Prompt -
Find the lines below in which the string "grass" occurs. Copy each one.

Supplied material -
+---+

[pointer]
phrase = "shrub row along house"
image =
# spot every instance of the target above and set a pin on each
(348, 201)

+---+

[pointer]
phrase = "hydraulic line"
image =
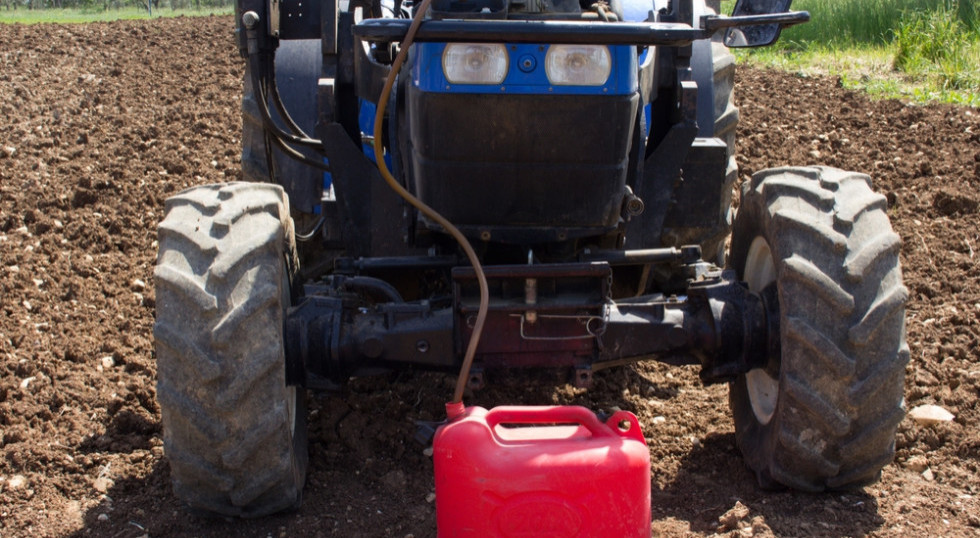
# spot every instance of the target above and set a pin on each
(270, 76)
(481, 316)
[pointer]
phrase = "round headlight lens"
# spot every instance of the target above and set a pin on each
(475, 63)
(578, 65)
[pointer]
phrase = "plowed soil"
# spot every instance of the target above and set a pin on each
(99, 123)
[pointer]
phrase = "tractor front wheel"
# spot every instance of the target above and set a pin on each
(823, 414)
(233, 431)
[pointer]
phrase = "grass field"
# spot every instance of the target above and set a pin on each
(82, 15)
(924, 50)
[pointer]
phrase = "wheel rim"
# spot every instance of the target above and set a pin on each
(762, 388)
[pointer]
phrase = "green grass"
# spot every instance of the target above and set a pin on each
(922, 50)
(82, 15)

+---+

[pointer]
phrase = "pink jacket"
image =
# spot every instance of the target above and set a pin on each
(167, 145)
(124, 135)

+---+

Answer for the task -
phrase = "grass field"
phrase = "green grass"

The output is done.